▽

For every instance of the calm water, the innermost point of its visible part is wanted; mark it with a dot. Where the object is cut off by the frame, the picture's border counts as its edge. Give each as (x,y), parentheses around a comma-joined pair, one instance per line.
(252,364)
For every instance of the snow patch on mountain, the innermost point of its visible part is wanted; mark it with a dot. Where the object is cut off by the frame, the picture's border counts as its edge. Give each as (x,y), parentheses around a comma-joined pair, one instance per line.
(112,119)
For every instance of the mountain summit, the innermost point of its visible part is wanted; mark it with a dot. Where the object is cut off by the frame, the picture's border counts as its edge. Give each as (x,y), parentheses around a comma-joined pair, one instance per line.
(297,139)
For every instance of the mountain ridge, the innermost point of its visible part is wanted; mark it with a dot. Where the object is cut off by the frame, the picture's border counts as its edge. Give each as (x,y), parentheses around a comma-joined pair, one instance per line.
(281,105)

△

Directions for this task: Please return exactly the lines that run from the line with "For every instance of the mountain ridge, the" through the end of the records above, both included, and nothing more.

Solution to this exercise:
For every instance of the mountain ridge, the innermost point of its visible part is wanted; mark it with a dot. Where the object is cut off by the frame, the picture's border counts as its edge. Give each as (x,y), parentheses around a comma-joined pair, one instance per line.
(281,105)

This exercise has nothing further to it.